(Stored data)
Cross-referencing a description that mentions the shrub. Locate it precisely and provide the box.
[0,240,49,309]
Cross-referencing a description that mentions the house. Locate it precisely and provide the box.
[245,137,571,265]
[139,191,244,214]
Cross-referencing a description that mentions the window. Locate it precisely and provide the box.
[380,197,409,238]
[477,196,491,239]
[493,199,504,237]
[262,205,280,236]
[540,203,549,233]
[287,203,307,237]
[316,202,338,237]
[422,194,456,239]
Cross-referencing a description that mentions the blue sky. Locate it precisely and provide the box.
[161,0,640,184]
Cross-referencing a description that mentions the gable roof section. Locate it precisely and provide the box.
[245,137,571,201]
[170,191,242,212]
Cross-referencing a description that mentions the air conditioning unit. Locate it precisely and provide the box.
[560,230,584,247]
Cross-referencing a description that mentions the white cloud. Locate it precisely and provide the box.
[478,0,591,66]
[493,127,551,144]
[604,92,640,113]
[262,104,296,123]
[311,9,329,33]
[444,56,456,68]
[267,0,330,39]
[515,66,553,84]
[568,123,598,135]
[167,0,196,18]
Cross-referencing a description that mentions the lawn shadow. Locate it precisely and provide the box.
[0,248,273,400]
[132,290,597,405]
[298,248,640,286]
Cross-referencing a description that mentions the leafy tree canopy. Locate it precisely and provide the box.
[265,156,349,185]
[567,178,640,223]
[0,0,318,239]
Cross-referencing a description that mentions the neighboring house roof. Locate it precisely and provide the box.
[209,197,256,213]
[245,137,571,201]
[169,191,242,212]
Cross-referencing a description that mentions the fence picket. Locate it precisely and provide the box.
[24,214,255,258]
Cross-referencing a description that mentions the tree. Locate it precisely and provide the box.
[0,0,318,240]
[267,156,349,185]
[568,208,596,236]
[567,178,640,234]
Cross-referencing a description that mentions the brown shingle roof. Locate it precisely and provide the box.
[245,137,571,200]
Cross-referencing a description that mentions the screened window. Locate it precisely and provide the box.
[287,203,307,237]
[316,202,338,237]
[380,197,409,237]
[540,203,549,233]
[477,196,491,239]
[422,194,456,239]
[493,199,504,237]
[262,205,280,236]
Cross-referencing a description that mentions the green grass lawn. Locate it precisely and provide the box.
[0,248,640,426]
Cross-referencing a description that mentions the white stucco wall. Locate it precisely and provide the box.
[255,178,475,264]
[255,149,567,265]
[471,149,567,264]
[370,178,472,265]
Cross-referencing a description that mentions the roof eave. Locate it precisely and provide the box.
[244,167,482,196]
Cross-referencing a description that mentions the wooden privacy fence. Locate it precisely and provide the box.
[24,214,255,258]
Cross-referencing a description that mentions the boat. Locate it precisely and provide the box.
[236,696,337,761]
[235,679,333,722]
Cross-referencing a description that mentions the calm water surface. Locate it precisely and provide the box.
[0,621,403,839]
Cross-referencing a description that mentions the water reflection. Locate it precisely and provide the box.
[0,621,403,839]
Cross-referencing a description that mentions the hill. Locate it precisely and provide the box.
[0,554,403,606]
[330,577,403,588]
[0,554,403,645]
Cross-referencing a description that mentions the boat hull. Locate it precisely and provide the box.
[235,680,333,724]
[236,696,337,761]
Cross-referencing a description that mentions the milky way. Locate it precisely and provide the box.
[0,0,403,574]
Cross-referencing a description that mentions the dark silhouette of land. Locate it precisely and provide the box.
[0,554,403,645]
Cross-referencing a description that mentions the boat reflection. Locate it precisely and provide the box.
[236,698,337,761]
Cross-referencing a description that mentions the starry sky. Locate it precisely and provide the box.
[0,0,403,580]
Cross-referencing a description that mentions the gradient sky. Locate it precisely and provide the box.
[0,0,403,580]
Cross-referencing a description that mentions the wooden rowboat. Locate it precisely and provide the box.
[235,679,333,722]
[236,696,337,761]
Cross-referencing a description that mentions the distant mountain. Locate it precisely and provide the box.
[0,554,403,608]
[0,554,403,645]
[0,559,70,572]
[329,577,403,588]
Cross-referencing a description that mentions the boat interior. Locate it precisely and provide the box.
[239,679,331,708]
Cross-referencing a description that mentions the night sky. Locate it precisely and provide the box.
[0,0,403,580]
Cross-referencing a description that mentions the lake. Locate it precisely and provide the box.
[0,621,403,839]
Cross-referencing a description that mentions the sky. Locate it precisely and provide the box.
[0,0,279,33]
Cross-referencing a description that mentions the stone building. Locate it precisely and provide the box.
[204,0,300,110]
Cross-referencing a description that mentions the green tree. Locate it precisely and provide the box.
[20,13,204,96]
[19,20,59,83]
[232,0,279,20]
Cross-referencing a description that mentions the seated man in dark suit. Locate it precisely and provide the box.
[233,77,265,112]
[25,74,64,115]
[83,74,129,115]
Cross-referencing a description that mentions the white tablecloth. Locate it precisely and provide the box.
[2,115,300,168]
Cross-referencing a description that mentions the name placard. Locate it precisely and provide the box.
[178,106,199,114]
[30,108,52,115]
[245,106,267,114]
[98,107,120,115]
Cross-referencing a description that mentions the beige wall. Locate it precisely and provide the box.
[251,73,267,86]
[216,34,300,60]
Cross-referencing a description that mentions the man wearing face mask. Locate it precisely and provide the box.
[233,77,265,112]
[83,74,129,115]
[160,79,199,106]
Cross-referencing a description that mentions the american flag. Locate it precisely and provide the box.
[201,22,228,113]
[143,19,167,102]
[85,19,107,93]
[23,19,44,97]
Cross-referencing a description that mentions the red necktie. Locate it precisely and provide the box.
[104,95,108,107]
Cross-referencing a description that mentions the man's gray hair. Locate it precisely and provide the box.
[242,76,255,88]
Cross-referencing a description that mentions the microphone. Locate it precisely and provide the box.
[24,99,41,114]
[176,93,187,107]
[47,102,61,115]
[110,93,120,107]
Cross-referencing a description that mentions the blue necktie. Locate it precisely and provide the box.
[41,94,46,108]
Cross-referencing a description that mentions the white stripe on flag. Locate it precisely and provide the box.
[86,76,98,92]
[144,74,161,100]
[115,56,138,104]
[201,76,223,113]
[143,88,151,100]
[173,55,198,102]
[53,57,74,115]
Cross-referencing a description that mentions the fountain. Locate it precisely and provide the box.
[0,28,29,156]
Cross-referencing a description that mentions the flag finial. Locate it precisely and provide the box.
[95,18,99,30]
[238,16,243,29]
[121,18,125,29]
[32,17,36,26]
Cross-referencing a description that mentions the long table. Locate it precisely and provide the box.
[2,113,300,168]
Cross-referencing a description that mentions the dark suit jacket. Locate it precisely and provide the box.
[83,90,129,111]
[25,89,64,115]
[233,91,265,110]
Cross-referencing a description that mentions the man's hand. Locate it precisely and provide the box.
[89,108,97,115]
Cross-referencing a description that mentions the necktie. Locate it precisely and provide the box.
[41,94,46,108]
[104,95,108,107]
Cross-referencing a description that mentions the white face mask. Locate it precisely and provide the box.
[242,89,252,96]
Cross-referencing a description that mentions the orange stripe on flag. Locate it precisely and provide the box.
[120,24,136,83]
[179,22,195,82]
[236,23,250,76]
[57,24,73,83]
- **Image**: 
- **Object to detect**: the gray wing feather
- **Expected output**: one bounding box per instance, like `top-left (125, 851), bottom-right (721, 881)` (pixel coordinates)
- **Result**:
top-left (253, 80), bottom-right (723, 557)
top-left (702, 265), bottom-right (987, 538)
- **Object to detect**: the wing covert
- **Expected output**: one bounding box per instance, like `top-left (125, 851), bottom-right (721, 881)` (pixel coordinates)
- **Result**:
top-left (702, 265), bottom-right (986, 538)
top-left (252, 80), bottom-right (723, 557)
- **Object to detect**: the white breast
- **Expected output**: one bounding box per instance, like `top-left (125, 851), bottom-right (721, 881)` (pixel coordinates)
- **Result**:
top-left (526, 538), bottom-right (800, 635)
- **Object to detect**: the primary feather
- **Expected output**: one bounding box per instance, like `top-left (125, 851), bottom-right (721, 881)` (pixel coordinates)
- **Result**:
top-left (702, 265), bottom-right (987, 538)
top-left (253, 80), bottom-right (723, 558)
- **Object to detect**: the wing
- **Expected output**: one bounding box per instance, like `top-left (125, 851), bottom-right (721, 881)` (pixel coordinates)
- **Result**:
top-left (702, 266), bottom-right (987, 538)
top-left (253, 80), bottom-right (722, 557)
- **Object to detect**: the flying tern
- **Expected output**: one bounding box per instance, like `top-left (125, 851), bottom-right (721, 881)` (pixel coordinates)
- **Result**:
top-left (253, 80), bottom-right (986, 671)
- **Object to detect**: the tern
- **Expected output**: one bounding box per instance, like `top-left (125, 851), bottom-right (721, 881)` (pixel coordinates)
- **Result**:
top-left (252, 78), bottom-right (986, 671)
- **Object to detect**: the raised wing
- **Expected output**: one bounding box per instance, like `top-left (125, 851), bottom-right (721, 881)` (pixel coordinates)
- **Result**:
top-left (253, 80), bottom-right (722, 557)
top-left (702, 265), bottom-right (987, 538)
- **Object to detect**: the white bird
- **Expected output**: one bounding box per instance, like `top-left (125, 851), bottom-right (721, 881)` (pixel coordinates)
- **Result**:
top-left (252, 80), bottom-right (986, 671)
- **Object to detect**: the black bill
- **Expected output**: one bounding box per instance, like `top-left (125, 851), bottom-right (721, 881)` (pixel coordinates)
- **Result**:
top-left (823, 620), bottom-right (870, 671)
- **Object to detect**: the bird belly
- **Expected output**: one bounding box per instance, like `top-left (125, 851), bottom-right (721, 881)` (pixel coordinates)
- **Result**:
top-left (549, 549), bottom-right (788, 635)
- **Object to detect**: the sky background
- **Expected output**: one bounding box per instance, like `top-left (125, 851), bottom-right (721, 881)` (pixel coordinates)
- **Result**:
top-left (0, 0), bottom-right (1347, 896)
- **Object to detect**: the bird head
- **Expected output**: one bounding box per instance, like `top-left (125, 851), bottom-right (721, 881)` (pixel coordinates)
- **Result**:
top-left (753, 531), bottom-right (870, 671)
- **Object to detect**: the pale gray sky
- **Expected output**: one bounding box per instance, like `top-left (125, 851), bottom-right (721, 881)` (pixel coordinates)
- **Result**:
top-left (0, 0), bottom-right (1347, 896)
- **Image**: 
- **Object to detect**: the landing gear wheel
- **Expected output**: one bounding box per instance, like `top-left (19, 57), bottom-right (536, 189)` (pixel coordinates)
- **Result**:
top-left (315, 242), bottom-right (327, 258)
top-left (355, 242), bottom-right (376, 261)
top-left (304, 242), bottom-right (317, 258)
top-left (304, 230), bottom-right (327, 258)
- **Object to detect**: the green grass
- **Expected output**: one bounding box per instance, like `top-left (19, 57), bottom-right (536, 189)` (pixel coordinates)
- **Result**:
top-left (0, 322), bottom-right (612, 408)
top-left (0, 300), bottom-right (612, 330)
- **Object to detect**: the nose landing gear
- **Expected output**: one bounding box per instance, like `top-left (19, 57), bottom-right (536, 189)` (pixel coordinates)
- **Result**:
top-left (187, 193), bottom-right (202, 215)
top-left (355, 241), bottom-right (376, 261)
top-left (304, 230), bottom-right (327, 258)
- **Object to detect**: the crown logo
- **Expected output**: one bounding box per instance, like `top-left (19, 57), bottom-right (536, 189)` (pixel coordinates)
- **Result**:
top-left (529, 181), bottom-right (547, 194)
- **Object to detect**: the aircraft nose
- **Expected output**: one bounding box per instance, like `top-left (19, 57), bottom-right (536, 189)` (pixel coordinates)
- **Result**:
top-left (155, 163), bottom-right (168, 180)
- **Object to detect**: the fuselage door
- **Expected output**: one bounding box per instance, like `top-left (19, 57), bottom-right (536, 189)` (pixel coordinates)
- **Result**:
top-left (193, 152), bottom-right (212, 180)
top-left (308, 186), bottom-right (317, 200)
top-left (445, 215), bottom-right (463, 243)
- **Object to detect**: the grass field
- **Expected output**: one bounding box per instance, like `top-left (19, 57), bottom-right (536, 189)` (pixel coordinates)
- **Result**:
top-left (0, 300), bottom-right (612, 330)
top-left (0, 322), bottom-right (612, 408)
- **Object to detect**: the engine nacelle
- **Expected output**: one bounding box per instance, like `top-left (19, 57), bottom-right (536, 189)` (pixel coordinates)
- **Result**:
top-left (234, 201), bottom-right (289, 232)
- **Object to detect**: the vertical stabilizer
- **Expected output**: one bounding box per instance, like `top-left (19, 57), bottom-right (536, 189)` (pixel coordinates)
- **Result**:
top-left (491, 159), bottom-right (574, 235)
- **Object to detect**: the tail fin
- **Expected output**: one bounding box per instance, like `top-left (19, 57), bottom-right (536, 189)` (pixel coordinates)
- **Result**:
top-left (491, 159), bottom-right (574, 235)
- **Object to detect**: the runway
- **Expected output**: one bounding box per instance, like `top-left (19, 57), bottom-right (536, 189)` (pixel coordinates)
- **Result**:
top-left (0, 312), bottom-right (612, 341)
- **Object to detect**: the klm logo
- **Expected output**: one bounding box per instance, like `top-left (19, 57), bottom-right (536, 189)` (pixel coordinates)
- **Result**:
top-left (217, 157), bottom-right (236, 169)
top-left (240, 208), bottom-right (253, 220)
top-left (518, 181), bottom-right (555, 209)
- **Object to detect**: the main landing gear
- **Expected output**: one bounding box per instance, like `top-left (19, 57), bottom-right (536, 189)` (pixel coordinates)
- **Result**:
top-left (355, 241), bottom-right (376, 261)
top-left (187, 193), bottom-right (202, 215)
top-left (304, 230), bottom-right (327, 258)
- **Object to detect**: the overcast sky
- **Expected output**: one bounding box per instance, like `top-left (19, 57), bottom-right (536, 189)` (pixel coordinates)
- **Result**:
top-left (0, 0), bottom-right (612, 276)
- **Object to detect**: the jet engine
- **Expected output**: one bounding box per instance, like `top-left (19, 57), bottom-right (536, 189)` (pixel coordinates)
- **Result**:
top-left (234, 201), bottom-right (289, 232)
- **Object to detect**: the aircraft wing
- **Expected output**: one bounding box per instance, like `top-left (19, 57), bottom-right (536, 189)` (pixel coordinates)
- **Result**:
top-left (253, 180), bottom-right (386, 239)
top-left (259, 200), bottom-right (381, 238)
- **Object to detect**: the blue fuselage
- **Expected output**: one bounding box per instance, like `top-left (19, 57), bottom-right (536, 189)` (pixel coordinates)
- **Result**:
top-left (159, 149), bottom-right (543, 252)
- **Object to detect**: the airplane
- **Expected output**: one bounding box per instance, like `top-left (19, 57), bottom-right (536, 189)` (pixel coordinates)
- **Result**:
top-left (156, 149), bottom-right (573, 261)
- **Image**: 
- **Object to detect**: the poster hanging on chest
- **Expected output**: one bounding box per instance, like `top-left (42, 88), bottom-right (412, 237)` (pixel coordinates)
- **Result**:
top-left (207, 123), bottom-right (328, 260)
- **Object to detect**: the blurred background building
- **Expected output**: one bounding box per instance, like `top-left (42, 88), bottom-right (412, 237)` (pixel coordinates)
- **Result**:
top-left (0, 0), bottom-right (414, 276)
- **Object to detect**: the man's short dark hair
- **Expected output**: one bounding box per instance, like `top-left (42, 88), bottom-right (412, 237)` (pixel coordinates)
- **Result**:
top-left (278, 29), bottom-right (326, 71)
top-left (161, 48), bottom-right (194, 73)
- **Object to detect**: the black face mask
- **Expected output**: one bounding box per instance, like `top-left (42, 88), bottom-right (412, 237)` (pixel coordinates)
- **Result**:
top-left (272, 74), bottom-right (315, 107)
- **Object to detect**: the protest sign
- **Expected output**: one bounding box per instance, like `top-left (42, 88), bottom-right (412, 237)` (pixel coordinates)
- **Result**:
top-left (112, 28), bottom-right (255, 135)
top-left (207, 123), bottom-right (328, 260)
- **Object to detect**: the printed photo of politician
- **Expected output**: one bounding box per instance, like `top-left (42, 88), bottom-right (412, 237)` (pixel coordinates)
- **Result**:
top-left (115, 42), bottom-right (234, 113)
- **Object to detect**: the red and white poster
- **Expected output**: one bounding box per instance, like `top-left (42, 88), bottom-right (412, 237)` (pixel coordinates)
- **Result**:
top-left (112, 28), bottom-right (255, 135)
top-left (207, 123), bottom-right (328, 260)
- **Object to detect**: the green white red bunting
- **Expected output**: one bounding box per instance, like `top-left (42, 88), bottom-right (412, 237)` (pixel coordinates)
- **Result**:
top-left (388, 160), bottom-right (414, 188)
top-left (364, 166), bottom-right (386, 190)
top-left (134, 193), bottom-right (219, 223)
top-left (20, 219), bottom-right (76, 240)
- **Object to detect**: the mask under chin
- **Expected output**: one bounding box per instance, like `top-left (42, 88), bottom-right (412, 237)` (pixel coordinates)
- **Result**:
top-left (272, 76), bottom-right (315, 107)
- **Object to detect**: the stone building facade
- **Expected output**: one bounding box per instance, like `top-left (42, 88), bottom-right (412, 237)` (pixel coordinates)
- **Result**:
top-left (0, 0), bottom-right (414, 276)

- [Problem statement]: Filter the stored data above, keeping only the lines that contain the string "stone". Copy each of those lines in full.

- [Answer for this exercise]:
Cross-referencing a description that mentions the stone building. Locate it precisely and provide the box.
- **Object to detect**: the stone building facade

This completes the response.